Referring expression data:
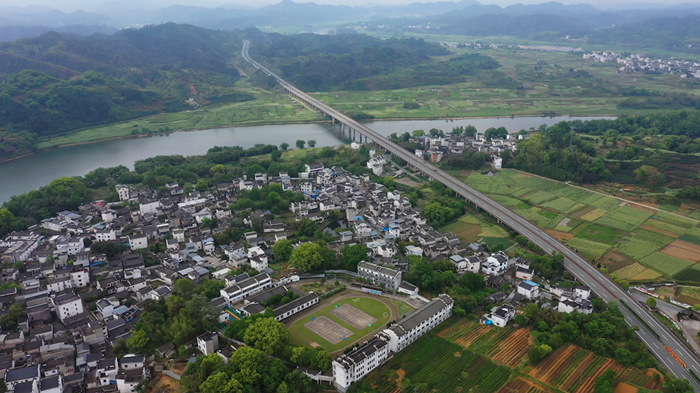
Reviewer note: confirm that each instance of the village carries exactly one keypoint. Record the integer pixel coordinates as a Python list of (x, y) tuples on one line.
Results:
[(80, 303), (636, 62)]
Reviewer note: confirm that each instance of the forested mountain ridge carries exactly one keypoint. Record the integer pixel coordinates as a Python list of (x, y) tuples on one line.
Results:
[(359, 62), (55, 83)]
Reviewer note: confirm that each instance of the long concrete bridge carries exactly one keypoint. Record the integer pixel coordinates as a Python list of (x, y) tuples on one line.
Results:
[(583, 270)]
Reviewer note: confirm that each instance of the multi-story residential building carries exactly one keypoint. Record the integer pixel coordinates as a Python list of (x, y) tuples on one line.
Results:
[(379, 275), (245, 288), (67, 305), (414, 325), (352, 367)]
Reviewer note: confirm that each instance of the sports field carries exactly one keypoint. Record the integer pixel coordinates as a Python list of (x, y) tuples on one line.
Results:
[(340, 324)]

* Task prompt
Please, without any pictures, print each entry exactly.

* Answer for the task
Reviewer note: confirm that each instance of the village carries exactly one keypoint. Record the integer pixel coordinates as a Python list of (x, y) tuples on one line.
Results:
[(80, 303), (636, 62)]
Reviewer note: confirm that each instance of the forested mountain ridge carries exactly one keypoint. Record the integer pixel coordinates as a Python list of (x, y) tuples on one line.
Results:
[(359, 62), (55, 83)]
Reviewer note: confirm that each instance of the long concrete bridge carries exactly one keypoint. Record the integer pixel coordinates as a Python list of (x, y) tuples on one line.
Results:
[(583, 270)]
Reviewer note: confirm that each instance of the multi-story residential building carries exactly one keypoint. Record the integer pixel coordinates as a Python list of (x, y) tuples on one line.
Results:
[(379, 275), (245, 288), (67, 305), (414, 325), (352, 367)]
Reviewer note: confirm that each instance of the sports field carries exactly one keypoint. Record the integer pixel coordinates as a Python list of (x, y) tuples on one line.
Results:
[(340, 324)]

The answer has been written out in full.